# Required task:
Turn the entries below into a numbered list, leaving out any blank lines.

# Data in this exercise:
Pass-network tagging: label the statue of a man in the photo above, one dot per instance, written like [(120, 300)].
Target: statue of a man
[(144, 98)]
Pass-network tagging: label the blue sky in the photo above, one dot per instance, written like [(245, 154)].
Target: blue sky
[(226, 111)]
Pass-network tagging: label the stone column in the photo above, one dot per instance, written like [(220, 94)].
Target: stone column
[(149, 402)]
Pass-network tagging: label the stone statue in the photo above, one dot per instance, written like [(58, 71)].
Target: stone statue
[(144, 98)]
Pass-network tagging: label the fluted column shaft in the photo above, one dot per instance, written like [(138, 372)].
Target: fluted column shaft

# Result of this task:
1. Pass-network tagging: label the statue of a man in the photo above, one dot per instance, written like [(120, 300)].
2. Target: statue of a man
3. [(144, 98)]
4. Pass-network tagging: label the blue sky in the photo above, one dot per instance, written like [(245, 154)].
5. Target: blue sky
6. [(226, 111)]
7. Pass-network tagging: label the stone column in the photo above, one dot per instance, written like [(220, 94)].
8. Target: stone column
9. [(149, 402)]
10. Pass-network tagging: label the stone statue in the photo above, one dot per instance, written like [(58, 71)].
11. Target: stone statue
12. [(144, 98)]
13. Pass-network tagging: label the fluted column shaft in the photo above, one dot per instance, written like [(138, 372)].
14. Target: fluted column shaft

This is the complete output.